▸ Required work
Beginning at the line that has "Tag the sandy" and ending with the final line of the rows, write out every line again, leaving the wording unchanged and shifting each answer point by adding 106 to both of its coordinates.

━━━━━━━━━━━━━━━━

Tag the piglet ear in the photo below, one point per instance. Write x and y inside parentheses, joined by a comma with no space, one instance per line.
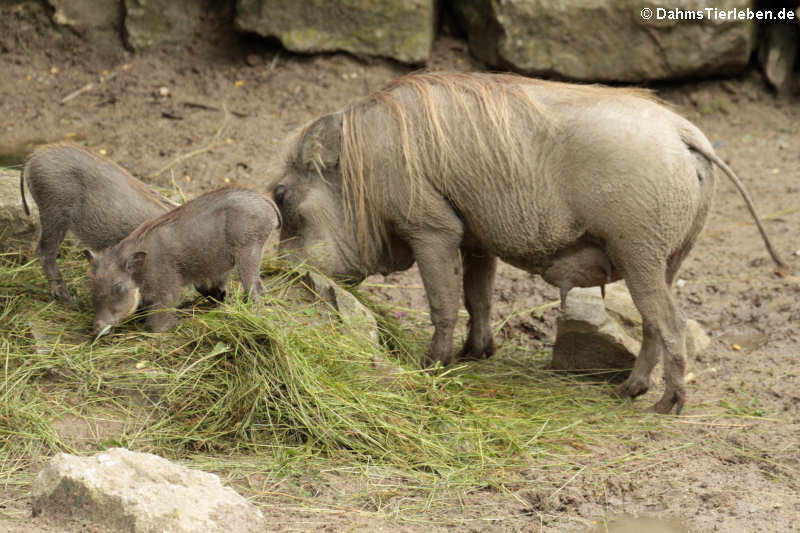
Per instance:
(134,263)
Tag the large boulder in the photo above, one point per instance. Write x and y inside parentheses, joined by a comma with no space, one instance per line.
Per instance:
(87,13)
(400,29)
(152,22)
(778,53)
(605,334)
(607,40)
(15,225)
(141,493)
(353,314)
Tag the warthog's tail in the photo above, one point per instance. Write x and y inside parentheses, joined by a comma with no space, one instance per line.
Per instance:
(22,190)
(690,137)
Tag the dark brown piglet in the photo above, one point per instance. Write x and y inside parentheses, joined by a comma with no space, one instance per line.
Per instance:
(91,196)
(197,243)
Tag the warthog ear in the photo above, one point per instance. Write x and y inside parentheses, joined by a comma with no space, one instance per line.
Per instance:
(320,144)
(134,263)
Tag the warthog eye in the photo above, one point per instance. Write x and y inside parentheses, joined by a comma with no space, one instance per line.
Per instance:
(279,193)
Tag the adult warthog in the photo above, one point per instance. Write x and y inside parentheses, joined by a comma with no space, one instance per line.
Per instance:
(454,170)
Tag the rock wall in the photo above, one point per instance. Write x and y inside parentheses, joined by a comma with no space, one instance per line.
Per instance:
(605,40)
(585,40)
(400,29)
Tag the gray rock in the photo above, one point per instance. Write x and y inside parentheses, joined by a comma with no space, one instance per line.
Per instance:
(605,40)
(15,226)
(778,53)
(151,22)
(588,338)
(400,29)
(87,13)
(593,333)
(141,493)
(354,314)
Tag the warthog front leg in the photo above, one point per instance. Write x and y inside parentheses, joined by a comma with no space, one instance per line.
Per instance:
(439,264)
(50,241)
(479,270)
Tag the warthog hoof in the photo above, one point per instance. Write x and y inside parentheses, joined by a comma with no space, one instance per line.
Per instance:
(664,406)
(632,387)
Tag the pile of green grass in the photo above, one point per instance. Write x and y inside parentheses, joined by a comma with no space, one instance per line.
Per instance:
(283,385)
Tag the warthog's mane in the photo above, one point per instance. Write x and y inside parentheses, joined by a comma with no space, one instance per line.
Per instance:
(436,115)
(170,216)
(135,184)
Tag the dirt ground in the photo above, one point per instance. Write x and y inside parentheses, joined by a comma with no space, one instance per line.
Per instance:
(212,111)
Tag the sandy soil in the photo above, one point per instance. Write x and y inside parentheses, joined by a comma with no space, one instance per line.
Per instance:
(212,111)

━━━━━━━━━━━━━━━━

▸ Problem solution
Tag the sandy soil in the photo above, one point per instance. Write x and y inside parentheses, joined by a comma with no space, one instance per line.
Per instance:
(318,217)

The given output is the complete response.